Written request
Gather every line in the entries below that contains the word "rock", and copy each one.

Supplied material
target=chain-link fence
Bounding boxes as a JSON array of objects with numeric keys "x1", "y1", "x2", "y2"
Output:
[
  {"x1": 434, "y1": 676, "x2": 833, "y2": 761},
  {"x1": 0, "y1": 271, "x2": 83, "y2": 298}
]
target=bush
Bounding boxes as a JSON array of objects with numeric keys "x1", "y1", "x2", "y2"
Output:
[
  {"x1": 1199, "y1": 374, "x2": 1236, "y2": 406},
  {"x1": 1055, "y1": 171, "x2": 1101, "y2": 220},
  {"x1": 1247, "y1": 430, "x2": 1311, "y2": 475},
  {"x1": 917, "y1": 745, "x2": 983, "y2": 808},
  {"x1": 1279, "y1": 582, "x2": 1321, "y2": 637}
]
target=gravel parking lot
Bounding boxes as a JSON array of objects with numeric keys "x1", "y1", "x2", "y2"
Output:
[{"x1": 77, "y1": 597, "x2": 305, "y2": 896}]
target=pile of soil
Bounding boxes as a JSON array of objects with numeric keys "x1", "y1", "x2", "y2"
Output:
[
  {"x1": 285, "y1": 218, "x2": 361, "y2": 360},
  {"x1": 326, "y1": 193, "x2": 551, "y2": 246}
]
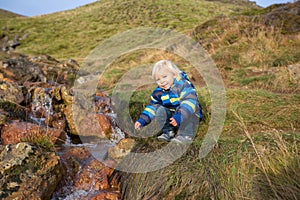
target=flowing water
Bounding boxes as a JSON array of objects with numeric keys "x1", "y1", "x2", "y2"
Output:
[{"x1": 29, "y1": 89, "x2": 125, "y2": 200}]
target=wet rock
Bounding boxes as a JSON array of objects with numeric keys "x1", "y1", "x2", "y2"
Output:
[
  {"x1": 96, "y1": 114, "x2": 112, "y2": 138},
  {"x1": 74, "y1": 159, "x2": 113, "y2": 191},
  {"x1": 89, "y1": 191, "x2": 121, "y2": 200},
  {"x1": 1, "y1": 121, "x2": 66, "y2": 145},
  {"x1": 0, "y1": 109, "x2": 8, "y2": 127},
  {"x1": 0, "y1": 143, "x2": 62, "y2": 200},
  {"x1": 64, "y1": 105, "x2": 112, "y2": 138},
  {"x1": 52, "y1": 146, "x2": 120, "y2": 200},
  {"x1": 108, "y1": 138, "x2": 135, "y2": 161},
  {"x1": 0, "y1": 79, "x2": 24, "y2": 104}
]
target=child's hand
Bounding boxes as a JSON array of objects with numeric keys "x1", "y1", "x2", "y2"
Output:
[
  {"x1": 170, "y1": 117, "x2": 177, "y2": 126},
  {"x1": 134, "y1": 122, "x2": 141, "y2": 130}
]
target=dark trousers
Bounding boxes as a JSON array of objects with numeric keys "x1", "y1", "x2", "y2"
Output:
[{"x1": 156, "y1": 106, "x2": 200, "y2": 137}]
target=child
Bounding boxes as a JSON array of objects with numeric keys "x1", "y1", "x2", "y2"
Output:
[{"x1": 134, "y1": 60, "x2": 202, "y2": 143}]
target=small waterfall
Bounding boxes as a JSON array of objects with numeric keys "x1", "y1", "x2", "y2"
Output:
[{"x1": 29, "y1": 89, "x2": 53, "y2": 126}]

--

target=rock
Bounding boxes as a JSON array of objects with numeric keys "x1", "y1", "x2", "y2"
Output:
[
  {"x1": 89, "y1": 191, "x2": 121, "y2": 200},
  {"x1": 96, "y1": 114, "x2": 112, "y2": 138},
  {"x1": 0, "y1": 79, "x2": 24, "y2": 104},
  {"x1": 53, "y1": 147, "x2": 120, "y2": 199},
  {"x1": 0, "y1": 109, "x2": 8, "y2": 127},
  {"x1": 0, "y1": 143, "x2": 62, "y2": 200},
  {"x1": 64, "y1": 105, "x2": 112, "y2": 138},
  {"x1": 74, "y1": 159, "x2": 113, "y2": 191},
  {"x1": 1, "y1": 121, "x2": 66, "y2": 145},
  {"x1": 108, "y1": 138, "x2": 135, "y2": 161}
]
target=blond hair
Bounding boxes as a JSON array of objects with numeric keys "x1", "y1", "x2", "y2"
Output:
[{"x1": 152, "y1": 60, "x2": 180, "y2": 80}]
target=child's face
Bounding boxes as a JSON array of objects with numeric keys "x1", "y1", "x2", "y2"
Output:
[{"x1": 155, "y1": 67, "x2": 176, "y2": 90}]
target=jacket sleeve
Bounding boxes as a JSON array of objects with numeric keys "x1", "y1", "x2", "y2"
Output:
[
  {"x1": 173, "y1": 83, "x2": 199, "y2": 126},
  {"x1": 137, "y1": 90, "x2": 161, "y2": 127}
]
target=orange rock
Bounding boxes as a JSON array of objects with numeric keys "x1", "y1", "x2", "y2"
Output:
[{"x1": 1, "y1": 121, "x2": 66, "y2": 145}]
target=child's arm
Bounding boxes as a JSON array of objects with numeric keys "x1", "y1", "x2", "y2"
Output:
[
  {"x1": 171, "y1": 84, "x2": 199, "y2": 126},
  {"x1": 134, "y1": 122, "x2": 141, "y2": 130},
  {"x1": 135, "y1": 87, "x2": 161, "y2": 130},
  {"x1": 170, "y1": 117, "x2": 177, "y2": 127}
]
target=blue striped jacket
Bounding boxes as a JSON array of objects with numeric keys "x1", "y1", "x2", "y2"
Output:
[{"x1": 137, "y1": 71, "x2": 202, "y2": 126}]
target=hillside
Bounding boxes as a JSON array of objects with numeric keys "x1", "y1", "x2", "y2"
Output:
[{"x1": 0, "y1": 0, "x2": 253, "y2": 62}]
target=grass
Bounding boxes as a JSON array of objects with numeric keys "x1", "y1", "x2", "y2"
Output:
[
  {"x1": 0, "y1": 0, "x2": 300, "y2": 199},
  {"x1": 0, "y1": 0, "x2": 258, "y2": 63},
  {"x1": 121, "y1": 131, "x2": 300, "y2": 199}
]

Result
target=wet rock
target=rock
target=orange rock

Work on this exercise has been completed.